Copy every line of the data below, keeping all the text and the phrases unchanged, and add 132 to each x and y coordinate of the marker points. Leave the pictures out of your answer.

>>>>

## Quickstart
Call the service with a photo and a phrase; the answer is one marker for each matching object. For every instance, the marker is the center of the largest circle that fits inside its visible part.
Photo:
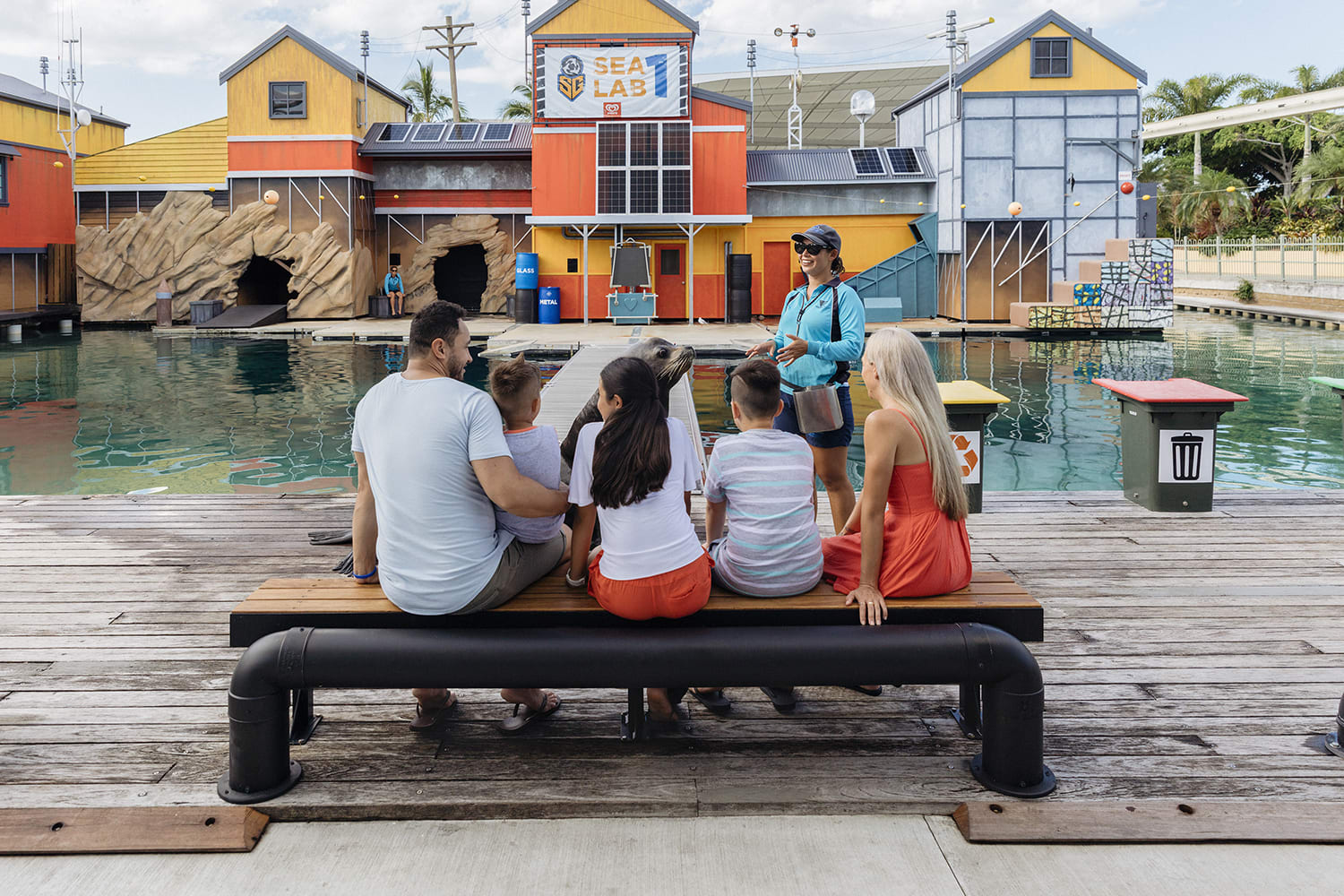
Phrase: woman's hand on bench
(873, 606)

<<<<

## Completed task
## Quickstart
Call the service with a photo and a phrase; the answer is one marker for each matching object. For every instance, the marker is the center of the largest circle that fits inside its visible part.
Photo:
Phrase: woman's hand on bench
(1005, 738)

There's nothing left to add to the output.